DIRECTIONS FOR THIS TASK: Show each line of the material below that contains the word "jacket".

:::

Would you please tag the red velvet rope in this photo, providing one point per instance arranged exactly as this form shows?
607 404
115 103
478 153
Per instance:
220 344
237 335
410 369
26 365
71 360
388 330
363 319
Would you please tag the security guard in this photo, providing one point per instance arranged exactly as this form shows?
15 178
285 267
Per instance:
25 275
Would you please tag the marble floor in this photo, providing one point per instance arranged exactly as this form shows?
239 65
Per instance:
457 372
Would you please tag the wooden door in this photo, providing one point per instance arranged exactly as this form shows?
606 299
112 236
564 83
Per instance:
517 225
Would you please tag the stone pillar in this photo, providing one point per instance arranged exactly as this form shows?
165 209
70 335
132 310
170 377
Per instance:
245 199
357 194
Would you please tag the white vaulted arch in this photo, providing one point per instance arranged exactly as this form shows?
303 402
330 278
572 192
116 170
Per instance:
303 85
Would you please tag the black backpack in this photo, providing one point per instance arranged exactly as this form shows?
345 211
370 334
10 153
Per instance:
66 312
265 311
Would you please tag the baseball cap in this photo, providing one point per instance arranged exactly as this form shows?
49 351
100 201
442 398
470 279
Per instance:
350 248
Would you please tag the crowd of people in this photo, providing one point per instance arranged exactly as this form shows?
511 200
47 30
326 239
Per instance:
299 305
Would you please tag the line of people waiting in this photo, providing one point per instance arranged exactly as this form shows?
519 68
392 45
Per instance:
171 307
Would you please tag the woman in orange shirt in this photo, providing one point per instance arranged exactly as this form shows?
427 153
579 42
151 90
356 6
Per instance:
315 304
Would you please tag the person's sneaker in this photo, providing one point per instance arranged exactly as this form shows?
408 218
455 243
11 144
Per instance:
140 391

:::

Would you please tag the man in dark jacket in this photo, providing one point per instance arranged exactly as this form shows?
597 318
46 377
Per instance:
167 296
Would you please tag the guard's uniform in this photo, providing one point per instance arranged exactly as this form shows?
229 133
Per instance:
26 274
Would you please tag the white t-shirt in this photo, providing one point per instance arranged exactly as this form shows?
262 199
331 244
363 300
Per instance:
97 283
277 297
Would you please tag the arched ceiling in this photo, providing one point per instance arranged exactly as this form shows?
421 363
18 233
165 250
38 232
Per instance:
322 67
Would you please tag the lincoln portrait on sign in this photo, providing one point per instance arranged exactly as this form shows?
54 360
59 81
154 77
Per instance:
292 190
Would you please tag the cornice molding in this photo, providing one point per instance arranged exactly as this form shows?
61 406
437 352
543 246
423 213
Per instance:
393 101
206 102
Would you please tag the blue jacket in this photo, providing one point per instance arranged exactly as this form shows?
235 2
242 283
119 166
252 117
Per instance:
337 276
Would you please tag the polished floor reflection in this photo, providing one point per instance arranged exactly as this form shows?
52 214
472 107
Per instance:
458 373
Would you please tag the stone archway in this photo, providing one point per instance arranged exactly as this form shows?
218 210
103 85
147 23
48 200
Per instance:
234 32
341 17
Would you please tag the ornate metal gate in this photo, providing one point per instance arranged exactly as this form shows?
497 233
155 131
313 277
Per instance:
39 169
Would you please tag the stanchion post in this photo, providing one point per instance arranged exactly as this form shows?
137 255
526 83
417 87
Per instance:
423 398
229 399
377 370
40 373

:::

EXERCISE RESULT:
Would you please tag the man in dark jacket in this photo, providing one point per instance arranged exactly as this form shows?
Would you please tag the blue jacket in this photo, providing one point per instance arranged exactly as this form shows?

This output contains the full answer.